[START TASK INPUTS]

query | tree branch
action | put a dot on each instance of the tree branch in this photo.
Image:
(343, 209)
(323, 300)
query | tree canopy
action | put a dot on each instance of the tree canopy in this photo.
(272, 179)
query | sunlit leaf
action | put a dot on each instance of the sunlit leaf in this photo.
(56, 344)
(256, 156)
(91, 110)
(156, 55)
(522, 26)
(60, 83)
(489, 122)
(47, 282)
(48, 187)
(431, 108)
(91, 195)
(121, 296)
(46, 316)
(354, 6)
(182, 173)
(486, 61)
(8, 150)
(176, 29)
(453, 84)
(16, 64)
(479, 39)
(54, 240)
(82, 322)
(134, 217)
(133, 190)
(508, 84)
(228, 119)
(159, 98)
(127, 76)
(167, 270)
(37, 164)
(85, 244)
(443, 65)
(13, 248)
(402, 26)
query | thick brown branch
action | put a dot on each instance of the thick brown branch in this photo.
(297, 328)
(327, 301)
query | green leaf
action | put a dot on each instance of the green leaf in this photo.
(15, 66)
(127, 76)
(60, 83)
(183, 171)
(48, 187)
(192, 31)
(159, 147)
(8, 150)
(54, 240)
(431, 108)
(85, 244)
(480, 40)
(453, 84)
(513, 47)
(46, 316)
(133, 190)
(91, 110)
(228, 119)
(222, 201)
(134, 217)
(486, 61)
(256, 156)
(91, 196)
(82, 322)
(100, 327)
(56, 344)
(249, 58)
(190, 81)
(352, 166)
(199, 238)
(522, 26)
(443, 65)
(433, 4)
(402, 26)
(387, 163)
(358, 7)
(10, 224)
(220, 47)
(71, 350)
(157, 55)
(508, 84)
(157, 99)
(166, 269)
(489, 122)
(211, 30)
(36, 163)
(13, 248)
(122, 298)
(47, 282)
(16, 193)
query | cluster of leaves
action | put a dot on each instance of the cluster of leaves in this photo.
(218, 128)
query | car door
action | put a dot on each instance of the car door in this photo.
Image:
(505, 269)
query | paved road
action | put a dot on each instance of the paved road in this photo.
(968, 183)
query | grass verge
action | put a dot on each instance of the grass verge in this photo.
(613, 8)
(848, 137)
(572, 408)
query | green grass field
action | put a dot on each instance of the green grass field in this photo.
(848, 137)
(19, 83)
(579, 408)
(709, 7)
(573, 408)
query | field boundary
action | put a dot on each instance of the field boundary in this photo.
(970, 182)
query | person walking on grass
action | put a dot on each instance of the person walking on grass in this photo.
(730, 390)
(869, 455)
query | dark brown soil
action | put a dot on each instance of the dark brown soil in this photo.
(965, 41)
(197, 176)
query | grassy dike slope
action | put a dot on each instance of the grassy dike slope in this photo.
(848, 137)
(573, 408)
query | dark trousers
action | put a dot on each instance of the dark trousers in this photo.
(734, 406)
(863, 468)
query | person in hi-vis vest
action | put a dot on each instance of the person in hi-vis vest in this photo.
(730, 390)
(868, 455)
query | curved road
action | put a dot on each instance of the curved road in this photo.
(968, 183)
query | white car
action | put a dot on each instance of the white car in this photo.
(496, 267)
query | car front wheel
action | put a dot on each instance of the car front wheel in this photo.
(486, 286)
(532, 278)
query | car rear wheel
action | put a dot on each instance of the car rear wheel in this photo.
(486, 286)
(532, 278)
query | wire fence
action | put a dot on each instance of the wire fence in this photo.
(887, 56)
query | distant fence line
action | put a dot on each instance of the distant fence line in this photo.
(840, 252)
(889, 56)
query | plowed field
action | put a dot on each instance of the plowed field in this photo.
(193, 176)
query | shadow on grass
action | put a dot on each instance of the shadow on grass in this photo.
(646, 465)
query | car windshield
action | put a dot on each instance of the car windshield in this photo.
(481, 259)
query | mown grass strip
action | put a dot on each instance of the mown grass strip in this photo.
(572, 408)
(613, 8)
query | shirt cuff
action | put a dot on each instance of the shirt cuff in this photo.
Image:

[END TASK INPUTS]

**TASK REQUIREMENTS:**
Render all of the entries above as a single numbered list, leaving out any blank lines.

**CORRECT RESULT:**
1. query | tree branch
2. action | put a dot on each instance of the tree branch in this photo.
3. Image:
4. (343, 209)
5. (323, 300)
6. query | tree canopy
7. action | put a dot on each instance of the tree canopy in this photo.
8. (272, 179)
9. query | sunlit leaf
10. action | put a dot on each instance of the sunlit leaf in this photo.
11. (56, 344)
12. (256, 156)
13. (91, 110)
14. (156, 55)
15. (522, 26)
16. (60, 83)
17. (489, 122)
18. (47, 282)
19. (48, 187)
20. (431, 108)
21. (91, 195)
22. (121, 296)
23. (46, 316)
24. (354, 6)
25. (182, 173)
26. (486, 61)
27. (8, 150)
28. (176, 29)
29. (453, 84)
30. (16, 64)
31. (479, 39)
32. (54, 240)
33. (82, 322)
34. (134, 217)
35. (133, 190)
36. (508, 84)
37. (228, 119)
38. (159, 98)
39. (127, 76)
40. (167, 270)
41. (37, 164)
42. (85, 244)
43. (443, 65)
44. (13, 248)
45. (402, 26)
46. query | thick brown branch
47. action | put a dot on each instance of the thick brown branch in this photo.
48. (297, 328)
49. (327, 301)
50. query | green leaf
51. action | put a dot on each instance of the green leaf in this photo.
52. (15, 66)
53. (127, 76)
54. (60, 83)
55. (183, 171)
56. (48, 187)
57. (192, 31)
58. (159, 147)
59. (8, 150)
60. (54, 240)
61. (431, 108)
62. (85, 244)
63. (480, 40)
64. (453, 84)
65. (513, 47)
66. (46, 316)
67. (133, 190)
68. (91, 110)
69. (228, 119)
70. (222, 201)
71. (134, 217)
72. (486, 61)
73. (256, 156)
74. (91, 196)
75. (82, 322)
76. (100, 327)
77. (56, 344)
78. (249, 58)
79. (190, 81)
80. (352, 166)
81. (199, 238)
82. (522, 26)
83. (443, 65)
84. (433, 4)
85. (402, 26)
86. (387, 163)
87. (358, 7)
88. (10, 224)
89. (220, 47)
90. (71, 350)
91. (157, 55)
92. (508, 84)
93. (157, 99)
94. (166, 269)
95. (489, 122)
96. (211, 30)
97. (36, 163)
98. (13, 248)
99. (122, 298)
100. (47, 282)
101. (16, 193)
102. query | cluster of leaves
103. action | put a dot on each instance of the cluster of leaves in this photo.
104. (218, 128)
105. query | car door
106. action | put a dot on each instance of the car door in this photo.
107. Image:
108. (505, 269)
109. query | paved road
110. action | put a dot on each instance of the paved road in this photo.
111. (968, 183)
112. query | grass verge
113. action | put a dot on each instance of the grass verge in this photo.
114. (613, 8)
115. (848, 137)
116. (572, 408)
117. query | green grass field
118. action | put a dot on each instance of the green grass field in this photo.
119. (848, 137)
120. (19, 83)
121. (579, 408)
122. (709, 7)
123. (573, 408)
124. query | field boundary
125. action | put a dot on each instance of the field boundary in this photo.
126. (970, 182)
127. query | person walking on grass
128. action | put a dot on each instance of the person walking on grass in this photo.
129. (730, 390)
130. (869, 455)
131. query | dark brown soil
132. action | put a dot on each instance of the dark brown soil in this photo.
133. (965, 41)
134. (197, 176)
135. query | grassy dike slope
136. action | put a dot on each instance of the grassy dike slope in this photo.
137. (848, 137)
138. (573, 408)
139. query | dark trousers
140. action | put a dot on each instance of the dark trousers in this photo.
141. (734, 406)
142. (863, 468)
143. query | person in hi-vis vest
144. action | put a dot on each instance of the person in hi-vis vest in this photo.
145. (730, 390)
146. (868, 455)
147. query | curved road
148. action | put a dot on each instance of the curved road in this photo.
149. (968, 183)
150. query | white car
151. action | put a dot on each instance of the white car in this photo.
152. (496, 267)
153. query | car front wheel
154. action | put a dot on each instance of the car front wheel in this photo.
155. (486, 286)
156. (532, 278)
157. query | car rear wheel
158. action | put a dot on each instance of the car rear wheel in this photo.
159. (486, 286)
160. (532, 278)
161. query | wire fence
162. action | put a dot on each instance of the wire fence in this photo.
163. (887, 56)
164. query | distant fence line
165. action | put a dot on each instance of the distant fence line in this photo.
166. (840, 252)
167. (889, 56)
168. query | plowed field
169. action | put a dot on each instance of the plowed field in this photo.
170. (193, 176)
171. query | shadow on grass
172. action | put a dot on each instance of the shadow on grass in this photo.
173. (646, 465)
174. query | car windshield
175. action | put a dot on each instance of the car windshield in this photo.
176. (481, 259)
177. query | mown grass strip
178. action | put a dot on each instance of the mown grass strip in this photo.
179. (572, 408)
180. (613, 8)
181. query | shirt cuff
182. action | put a dot on each instance of the shirt cuff in this photo.
183. Image:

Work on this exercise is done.